Directions:
Give back the line that contains "snow on mountain" and every following line, exactly as they appear, through the end of the data.

Data to examine:

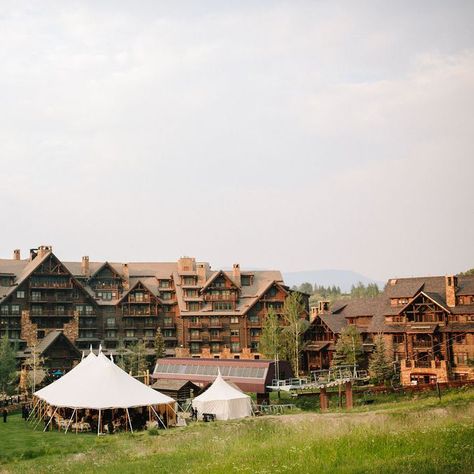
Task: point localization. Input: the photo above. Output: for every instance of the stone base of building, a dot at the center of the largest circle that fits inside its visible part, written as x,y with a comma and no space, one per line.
410,374
246,353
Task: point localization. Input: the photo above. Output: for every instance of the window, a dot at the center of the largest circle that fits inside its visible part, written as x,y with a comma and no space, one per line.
398,338
235,347
36,296
110,322
194,348
189,280
246,280
253,318
222,306
460,358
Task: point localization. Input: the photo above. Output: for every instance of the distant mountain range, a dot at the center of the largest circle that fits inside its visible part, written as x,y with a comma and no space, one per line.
342,278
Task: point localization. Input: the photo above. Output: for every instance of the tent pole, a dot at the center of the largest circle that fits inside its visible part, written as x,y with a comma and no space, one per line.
41,415
70,420
51,419
33,411
158,418
129,420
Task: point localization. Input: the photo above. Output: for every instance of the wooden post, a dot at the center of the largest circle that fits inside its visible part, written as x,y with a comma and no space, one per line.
349,401
323,399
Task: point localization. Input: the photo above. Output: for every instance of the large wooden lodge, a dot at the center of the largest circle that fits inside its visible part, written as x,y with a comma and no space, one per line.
201,312
427,323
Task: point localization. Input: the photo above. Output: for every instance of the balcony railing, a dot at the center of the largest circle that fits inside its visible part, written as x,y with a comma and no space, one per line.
231,297
423,344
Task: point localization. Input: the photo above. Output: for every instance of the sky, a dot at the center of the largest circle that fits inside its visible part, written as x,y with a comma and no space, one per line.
293,135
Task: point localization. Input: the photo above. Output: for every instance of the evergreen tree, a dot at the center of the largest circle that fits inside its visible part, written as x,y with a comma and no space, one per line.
270,340
159,344
121,359
7,366
380,364
294,327
349,349
35,366
137,358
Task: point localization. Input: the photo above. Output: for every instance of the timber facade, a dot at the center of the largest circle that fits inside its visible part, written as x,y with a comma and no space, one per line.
201,312
427,324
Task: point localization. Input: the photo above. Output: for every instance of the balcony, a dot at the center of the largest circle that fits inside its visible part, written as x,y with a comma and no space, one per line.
215,325
192,325
231,297
422,344
60,285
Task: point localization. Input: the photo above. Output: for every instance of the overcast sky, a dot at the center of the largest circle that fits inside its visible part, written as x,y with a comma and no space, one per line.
291,135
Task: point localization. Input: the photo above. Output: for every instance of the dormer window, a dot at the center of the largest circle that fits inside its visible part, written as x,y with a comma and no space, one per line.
246,280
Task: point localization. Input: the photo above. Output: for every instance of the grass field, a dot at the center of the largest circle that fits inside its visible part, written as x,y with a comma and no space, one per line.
416,434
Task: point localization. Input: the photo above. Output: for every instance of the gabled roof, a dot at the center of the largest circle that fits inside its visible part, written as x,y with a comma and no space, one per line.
213,277
145,286
106,265
50,339
435,298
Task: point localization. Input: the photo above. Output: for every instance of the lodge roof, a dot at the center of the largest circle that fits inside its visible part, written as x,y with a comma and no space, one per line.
149,274
379,307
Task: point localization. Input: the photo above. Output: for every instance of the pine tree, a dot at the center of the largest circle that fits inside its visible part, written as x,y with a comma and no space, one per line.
349,349
270,340
137,358
7,366
380,365
159,344
294,327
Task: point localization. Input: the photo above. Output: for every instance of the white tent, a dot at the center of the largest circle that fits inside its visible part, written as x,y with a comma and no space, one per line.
224,401
97,383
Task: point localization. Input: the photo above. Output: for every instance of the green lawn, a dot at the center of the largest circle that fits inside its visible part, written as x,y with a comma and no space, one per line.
421,435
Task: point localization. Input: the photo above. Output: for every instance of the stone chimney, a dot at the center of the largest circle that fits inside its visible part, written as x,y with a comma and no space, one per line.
236,274
43,250
186,264
201,269
85,269
451,284
126,276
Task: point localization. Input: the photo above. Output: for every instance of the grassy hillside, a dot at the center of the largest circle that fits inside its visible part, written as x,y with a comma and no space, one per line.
422,436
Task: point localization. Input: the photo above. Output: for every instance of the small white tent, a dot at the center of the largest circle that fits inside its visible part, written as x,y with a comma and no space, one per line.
224,401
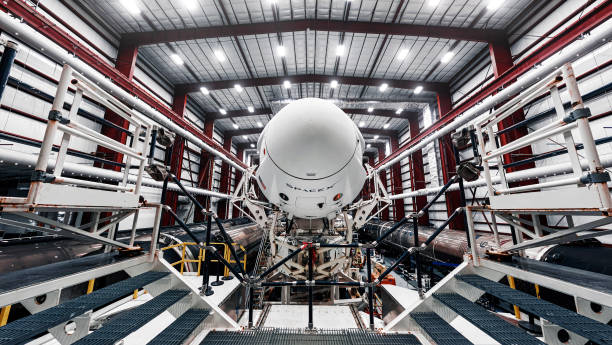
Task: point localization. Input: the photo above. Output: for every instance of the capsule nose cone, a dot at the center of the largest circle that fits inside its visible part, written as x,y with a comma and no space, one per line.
311,139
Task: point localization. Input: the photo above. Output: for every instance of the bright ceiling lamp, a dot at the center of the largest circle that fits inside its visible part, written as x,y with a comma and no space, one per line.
401,55
190,4
447,56
340,50
177,59
494,4
219,55
131,6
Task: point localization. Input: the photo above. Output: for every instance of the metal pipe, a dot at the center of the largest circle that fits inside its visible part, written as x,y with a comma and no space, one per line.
523,175
39,42
370,288
570,53
6,63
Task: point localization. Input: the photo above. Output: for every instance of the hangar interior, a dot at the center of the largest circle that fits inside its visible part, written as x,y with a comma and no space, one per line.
305,172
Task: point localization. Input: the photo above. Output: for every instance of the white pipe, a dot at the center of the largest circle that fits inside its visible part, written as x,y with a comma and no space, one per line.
523,175
24,159
34,39
598,37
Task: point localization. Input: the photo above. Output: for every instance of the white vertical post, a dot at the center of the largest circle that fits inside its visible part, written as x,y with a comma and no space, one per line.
590,149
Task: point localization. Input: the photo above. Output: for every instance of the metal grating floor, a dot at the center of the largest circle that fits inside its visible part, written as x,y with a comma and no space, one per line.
297,337
498,329
131,320
181,328
440,331
579,324
18,331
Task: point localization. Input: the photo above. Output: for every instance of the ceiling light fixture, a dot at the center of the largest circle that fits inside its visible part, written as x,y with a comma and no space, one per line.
447,57
340,50
131,6
219,55
177,59
402,54
494,4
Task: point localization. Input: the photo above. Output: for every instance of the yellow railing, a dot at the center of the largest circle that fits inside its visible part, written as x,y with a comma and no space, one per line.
202,256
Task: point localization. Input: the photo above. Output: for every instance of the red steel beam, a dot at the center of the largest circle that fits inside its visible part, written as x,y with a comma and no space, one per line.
587,22
312,78
46,27
456,33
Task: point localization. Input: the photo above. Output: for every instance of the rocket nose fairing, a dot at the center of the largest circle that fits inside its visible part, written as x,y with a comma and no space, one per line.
311,159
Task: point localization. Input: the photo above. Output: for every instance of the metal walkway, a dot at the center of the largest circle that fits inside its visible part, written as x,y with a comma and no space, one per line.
496,328
131,320
28,327
296,337
439,331
181,328
579,324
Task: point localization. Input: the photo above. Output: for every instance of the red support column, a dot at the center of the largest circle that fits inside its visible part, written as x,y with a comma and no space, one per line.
449,166
396,177
237,177
205,175
179,104
501,58
224,185
383,179
126,62
417,173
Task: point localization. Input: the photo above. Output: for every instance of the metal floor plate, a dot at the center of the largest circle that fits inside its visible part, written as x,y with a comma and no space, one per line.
297,337
131,320
181,328
496,328
440,331
579,324
18,331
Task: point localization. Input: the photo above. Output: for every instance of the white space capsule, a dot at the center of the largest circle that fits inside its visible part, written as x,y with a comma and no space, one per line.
311,159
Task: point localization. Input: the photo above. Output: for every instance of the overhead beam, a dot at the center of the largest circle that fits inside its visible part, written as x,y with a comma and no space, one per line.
456,33
406,114
312,78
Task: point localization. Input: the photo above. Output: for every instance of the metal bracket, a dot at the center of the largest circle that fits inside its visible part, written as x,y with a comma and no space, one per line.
601,177
42,176
577,114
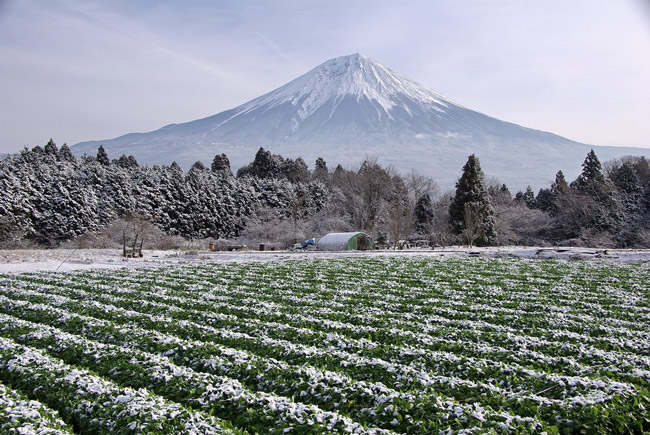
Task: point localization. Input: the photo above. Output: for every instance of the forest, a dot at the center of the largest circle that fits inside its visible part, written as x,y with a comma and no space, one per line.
51,198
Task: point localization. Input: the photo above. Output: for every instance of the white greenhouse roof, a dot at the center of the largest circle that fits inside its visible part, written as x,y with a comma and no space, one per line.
336,241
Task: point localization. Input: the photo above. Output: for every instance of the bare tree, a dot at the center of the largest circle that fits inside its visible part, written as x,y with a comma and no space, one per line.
473,222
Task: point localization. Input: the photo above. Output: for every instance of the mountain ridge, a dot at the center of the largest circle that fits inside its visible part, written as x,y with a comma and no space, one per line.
350,107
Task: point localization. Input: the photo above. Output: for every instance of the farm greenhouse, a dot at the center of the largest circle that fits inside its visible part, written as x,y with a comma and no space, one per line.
411,345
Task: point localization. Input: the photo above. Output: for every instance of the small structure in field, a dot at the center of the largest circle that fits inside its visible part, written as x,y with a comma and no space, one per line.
355,241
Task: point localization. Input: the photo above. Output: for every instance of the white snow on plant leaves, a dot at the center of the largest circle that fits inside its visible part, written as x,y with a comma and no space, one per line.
413,343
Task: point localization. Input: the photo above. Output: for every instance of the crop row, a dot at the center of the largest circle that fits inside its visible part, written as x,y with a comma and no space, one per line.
404,345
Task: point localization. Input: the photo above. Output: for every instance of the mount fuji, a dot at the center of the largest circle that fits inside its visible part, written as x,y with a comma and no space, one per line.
352,107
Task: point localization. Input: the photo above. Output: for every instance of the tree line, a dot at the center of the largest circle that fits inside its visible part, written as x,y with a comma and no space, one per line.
49,197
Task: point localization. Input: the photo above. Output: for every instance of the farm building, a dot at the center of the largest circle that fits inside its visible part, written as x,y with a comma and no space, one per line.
357,241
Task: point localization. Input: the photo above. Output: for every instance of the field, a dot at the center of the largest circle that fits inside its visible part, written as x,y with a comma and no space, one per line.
357,345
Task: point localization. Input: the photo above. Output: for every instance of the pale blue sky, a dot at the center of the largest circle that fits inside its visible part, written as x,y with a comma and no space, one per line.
78,70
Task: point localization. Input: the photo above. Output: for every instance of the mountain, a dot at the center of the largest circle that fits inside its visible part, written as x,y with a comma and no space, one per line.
351,107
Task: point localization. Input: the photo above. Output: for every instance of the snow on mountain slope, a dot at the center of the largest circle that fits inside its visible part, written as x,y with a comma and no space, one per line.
351,107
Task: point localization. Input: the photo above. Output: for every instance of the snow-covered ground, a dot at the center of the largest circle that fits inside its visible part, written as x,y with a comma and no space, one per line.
68,259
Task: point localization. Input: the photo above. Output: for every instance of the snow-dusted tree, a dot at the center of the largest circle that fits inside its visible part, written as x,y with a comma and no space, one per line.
221,165
424,215
295,171
51,149
470,188
321,173
126,162
65,154
527,197
102,157
265,165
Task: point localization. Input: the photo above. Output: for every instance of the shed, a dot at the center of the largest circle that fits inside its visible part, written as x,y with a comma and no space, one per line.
356,241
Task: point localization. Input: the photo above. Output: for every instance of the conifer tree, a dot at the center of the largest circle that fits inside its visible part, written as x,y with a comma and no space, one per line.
102,157
221,165
424,215
65,154
472,196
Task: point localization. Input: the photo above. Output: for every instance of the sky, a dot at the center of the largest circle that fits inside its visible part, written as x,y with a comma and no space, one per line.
77,70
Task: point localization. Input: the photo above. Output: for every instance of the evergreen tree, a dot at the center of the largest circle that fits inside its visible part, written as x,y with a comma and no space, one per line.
544,199
559,185
295,171
102,157
221,165
529,198
592,174
424,214
65,154
628,187
51,149
198,166
472,198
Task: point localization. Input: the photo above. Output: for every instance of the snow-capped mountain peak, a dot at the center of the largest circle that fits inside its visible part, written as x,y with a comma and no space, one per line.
351,107
349,76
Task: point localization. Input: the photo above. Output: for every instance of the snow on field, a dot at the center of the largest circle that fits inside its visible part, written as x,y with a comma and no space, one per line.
27,260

Answer area:
Task: point localization. Input: the photo above. Output: for every instance of the snow on mountain slope, a dot at the center of the largest circle that fits inside its visible part, written as x,y with a comma and no space, one per line.
351,107
Task: point localization. Input: the photo above. Output: for every instance of the snow-covered ground, a dot at the center of the largest circle that fits inside its visible part, written as x,y with a comma and no space, one per line.
68,259
Task: point localization. Input: the photo above. Output: for every instance of the snow-dusted tree, a dot at the center of the largest circle that fits inside its visible part, written as x,y with a comma and no space, one per line.
221,165
424,215
295,171
51,149
470,188
321,173
126,162
65,154
527,197
102,157
265,165
Task: point localization. Input: the photo above. Output: for every instance of the shed, a dot at the center of the largest circle that fits inside its visible part, written as x,y with a comma and no space, one per line.
356,241
Task: point localization. Input: the photo above. Output: for every instance of the conifer tree, a dot at the center of the largest circle that fits inside its visible part, written as x,y with a comma and no space, one per line.
102,157
221,165
424,215
65,154
472,196
Task: point localization. Input: the photo above. Output: for every instance of the sky, a dot at the center of the largest circle that fits inside its visible part, written as x,y with a comma and no space, one per line.
77,70
Task: point localization. Input: the photo above. Output: for every instance of the evergreen tree, a dot at the center of the largest circle that fits inside its visible part, written as x,y with a comma and no space, one per line.
544,199
559,185
295,171
102,157
221,165
529,198
592,174
424,214
65,154
628,187
51,149
198,166
472,198
Task: point localization. Input: the photo above. Output: for every instance of the snow-capped mountain peak, a dot at the center of the largest circle that fits inside its visible part, written as x,y with a comma and no space, one per line.
351,107
349,76
Task: point localization. Input: the photo above. Output: for every instance of the snow on field, a dot at the center of the largest circle that fits inside its visible part, written as x,y with a comma and no space, one per line.
27,260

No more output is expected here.